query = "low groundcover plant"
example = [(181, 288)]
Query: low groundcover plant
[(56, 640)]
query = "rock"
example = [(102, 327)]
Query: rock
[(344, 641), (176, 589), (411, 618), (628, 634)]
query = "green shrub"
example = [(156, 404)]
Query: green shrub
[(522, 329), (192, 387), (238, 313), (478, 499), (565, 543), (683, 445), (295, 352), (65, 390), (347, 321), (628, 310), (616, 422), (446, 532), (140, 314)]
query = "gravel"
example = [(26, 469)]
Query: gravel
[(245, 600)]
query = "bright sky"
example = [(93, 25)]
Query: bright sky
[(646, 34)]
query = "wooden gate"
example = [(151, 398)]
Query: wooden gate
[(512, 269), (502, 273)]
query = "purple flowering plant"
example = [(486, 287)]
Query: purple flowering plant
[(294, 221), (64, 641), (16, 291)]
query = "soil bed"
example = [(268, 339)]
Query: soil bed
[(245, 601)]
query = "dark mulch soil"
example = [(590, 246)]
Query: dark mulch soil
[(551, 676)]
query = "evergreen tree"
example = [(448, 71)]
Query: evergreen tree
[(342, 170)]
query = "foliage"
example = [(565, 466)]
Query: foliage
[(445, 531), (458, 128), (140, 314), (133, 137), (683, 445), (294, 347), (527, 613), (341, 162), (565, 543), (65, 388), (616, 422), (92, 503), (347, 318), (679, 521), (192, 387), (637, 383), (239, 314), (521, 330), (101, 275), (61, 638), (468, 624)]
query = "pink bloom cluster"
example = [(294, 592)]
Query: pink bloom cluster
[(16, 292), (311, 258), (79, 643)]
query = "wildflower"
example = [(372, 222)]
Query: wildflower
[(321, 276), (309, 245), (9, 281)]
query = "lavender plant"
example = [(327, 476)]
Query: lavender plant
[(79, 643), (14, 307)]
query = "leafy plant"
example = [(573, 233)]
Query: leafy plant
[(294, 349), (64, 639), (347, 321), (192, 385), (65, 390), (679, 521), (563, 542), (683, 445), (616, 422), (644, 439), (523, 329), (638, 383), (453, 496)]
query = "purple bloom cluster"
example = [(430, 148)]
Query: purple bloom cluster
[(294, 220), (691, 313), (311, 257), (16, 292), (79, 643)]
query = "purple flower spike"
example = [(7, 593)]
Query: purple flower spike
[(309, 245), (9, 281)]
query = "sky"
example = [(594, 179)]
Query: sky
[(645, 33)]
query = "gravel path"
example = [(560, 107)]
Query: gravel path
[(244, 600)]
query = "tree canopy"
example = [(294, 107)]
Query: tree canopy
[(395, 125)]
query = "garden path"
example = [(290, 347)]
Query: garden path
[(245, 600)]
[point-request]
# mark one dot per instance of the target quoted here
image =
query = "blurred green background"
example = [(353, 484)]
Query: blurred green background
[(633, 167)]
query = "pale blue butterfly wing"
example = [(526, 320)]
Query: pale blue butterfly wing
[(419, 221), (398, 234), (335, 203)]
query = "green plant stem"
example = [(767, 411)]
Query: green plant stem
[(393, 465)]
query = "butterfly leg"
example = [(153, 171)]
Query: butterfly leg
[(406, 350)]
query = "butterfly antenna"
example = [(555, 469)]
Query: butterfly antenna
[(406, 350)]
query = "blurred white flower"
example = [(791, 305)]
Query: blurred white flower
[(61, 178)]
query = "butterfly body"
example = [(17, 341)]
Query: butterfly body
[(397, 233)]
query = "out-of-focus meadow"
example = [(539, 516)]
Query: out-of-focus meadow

○ ○ ○ ○ ○ ○ ○

Copy out every line of the records, starting at the beginning of the records and ending at the line that contains "[(244, 600)]". Shift each coordinate in the answer points by -51 and leave every other number as it is.

[Output of the exercise]:
query = "low groundcover plant"
example = [(181, 288)]
Query: low groundcover plant
[(5, 589)]
query = "rock"
example = [(102, 327)]
Query: rock
[(293, 590), (125, 538), (360, 567), (577, 583)]
query = "green shrub"
example = [(156, 404)]
Query: green shrub
[(471, 278), (141, 336), (187, 262), (427, 448), (514, 492), (632, 394), (244, 301), (14, 339), (296, 270), (577, 259), (565, 371), (395, 481), (89, 263)]
query = "gravel"
example = [(26, 469)]
Query: gravel
[(194, 549)]
query = "bright sky"
example = [(93, 25)]
Query: bright sky
[(595, -17)]
query = "wooden gate"
example = [(151, 398)]
Query: wooden gate
[(461, 218), (451, 222)]
query = "purple flowering plant"
example = [(486, 287)]
Query: purple flowering plant
[(243, 170), (13, 590), (-35, 240)]
query = "soil bed"
example = [(268, 339)]
Query: soil bed
[(194, 550)]
query = "dark mulch soil"
example = [(590, 246)]
Query: dark mulch soil
[(500, 625)]
query = "evergreen tree"
example = [(448, 71)]
Query: evergreen tree
[(291, 119)]
query = "foliage"
example = [(565, 466)]
Query: foliage
[(394, 480), (407, 77), (89, 263), (82, 86), (632, 394), (243, 296), (476, 562), (290, 111), (514, 492), (14, 337), (565, 371), (41, 452), (296, 267), (628, 470), (141, 336), (586, 332), (188, 263), (470, 279), (50, 224), (10, 587), (417, 573)]
query = "pink bloom cluster"
example = [(294, 592)]
Query: pink bloom cluster
[(-35, 241), (260, 207), (28, 592)]
query = "wildflower"
example = [(372, 222)]
Query: wildflower
[(270, 225), (258, 194), (-42, 230)]
query = "lavender plant"
example = [(327, 476)]
Query: lavender plant
[(28, 592), (-37, 256)]
query = "leafy plant"
example = [(573, 233)]
Query: leafy plant
[(243, 298), (13, 588), (296, 270), (141, 334), (14, 339), (628, 470), (512, 491), (632, 394), (565, 371), (593, 388), (472, 278), (587, 332), (402, 445)]
query = "purple bloom cluster"
example = [(430, 148)]
Query: purple bloom cluster
[(243, 169), (640, 262), (260, 206), (-35, 241), (28, 592)]
query = "purple flower spike"
example = [(7, 593)]
Query: purple flower spike
[(258, 194), (-42, 230)]
query = "sky"
example = [(594, 179)]
Query: sky
[(594, -18)]
query = "gravel path"
example = [(560, 107)]
Query: gravel path
[(193, 549)]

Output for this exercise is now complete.